(Einträge aus einer Sammlung)
-=-=-=-=-
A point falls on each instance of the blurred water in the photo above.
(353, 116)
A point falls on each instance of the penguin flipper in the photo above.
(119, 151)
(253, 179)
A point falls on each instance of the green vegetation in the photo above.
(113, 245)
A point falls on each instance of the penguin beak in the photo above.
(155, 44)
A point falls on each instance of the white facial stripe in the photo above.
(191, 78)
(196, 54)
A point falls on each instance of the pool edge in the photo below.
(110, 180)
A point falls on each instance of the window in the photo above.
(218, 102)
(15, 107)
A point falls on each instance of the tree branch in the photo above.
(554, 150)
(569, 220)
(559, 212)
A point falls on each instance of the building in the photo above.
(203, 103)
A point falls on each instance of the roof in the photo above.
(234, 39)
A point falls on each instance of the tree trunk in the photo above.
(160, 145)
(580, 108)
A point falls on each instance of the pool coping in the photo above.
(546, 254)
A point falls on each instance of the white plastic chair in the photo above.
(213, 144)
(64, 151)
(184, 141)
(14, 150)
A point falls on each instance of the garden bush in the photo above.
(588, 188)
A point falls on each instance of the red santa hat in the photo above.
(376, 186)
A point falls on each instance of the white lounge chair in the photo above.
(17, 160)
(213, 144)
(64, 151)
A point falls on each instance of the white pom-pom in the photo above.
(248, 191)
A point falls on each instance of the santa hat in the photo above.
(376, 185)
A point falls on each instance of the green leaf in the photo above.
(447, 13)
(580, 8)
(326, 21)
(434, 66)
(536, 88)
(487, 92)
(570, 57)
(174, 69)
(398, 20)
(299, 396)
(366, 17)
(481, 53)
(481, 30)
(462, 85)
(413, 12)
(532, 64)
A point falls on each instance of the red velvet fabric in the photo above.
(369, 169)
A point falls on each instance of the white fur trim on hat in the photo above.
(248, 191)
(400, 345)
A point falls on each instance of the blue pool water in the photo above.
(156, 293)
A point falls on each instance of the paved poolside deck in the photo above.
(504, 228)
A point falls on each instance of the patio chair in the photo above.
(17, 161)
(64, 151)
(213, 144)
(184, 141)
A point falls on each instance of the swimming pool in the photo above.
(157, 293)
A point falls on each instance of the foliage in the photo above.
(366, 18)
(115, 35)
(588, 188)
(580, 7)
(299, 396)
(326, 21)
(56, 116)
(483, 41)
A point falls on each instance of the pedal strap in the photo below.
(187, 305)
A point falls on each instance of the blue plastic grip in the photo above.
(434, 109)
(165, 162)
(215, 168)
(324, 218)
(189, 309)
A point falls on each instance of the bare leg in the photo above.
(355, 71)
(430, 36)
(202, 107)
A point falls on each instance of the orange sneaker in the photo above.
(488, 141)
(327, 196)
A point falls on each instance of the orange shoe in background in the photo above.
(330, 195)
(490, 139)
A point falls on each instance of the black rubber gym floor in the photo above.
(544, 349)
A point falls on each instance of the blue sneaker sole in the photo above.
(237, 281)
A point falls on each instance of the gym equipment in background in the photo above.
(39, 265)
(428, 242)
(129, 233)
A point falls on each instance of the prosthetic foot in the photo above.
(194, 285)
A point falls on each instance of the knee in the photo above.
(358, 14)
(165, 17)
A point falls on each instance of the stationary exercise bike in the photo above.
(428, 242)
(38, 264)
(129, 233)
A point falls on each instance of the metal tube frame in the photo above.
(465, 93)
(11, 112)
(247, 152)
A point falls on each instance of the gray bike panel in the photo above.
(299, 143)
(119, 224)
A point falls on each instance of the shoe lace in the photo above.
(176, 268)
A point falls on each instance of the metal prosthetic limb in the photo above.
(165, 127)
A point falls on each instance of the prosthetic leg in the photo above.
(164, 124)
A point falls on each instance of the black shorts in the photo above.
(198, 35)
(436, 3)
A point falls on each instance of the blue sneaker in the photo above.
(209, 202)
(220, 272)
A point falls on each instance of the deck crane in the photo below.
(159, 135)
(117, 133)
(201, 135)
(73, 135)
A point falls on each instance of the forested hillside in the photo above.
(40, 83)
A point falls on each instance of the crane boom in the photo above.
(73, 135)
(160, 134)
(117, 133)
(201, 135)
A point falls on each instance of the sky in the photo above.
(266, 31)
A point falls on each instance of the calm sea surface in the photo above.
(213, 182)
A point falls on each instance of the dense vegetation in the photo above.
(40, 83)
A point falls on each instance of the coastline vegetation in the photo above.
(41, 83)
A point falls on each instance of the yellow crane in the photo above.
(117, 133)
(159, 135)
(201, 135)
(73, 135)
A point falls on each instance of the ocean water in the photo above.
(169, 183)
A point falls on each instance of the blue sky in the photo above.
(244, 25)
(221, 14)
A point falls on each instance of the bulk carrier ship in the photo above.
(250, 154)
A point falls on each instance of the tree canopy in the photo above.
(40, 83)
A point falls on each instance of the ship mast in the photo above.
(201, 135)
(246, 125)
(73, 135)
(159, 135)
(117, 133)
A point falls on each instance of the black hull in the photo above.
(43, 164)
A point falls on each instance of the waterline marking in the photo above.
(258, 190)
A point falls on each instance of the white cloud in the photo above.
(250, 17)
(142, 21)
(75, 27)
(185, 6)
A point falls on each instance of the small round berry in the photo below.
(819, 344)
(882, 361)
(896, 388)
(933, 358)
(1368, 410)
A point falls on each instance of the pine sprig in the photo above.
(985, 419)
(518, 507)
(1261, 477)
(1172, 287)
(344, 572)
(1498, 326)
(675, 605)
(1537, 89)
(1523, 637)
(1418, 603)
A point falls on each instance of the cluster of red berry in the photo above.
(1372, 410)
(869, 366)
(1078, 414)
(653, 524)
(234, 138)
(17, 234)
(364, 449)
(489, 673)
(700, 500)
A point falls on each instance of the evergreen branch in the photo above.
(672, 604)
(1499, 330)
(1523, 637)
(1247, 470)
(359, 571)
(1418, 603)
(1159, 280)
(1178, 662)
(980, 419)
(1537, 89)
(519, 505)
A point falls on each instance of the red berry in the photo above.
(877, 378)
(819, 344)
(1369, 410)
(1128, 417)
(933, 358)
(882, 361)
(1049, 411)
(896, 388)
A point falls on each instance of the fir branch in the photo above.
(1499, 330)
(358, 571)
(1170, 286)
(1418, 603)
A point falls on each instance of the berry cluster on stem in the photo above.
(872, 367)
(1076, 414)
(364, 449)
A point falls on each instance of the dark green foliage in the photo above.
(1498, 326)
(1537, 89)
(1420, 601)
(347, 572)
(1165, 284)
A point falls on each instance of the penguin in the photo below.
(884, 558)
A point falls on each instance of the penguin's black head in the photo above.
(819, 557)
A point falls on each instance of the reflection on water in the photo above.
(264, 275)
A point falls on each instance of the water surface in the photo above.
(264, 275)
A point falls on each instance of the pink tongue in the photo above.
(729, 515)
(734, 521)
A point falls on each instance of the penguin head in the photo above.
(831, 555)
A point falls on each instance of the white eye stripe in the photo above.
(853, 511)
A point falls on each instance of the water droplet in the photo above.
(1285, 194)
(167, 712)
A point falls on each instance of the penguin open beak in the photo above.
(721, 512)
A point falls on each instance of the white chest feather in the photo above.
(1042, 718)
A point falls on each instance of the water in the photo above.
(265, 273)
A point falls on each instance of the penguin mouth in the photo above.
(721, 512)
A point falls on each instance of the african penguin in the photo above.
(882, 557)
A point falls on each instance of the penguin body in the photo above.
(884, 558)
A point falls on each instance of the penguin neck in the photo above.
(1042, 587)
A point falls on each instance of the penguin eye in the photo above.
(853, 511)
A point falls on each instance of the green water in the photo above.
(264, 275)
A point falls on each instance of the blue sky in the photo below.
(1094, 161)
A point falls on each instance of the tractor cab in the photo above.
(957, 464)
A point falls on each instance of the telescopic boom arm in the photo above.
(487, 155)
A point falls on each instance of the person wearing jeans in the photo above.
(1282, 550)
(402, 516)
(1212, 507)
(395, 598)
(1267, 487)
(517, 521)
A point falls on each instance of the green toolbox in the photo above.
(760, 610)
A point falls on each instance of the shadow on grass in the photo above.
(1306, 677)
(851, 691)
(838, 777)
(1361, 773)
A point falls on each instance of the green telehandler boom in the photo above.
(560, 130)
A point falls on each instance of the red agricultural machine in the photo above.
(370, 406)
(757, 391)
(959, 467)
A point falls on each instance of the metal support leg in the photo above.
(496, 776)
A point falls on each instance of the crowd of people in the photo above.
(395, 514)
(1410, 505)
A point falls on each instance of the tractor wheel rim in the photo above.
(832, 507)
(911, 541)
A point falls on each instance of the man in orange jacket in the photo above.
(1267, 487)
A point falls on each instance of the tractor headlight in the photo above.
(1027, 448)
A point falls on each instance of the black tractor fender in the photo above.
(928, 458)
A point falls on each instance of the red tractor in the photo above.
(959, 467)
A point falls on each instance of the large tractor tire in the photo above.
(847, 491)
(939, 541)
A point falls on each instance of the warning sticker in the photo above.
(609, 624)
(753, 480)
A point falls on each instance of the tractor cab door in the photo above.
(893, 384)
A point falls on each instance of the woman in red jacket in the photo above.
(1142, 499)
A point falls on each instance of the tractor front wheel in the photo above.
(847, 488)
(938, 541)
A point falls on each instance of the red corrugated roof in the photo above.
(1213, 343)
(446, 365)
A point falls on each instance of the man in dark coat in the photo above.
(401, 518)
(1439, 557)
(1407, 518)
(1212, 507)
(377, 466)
-=-=-=-=-
• [Aufgabenstellung]
Schreiben Sie die Zeilen ab der Zeile mit "A point falls on each instance of the tractor front" bis zum Ende der Zeilen wortgetreu ab. Die Anfangszeile und die letzte Zeile gehören dazu.

• [Lösung der Aufgabe]
A point falls on each instance of the tractor front wheel in the photo above.
(847, 488)
(938, 541)
A point falls on each instance of the red corrugated roof in the photo above.
(1213, 343)
(446, 365)
A point falls on each instance of the man in dark coat in the photo above.
(401, 518)
(1439, 557)
(1407, 518)
(1212, 507)
(377, 466)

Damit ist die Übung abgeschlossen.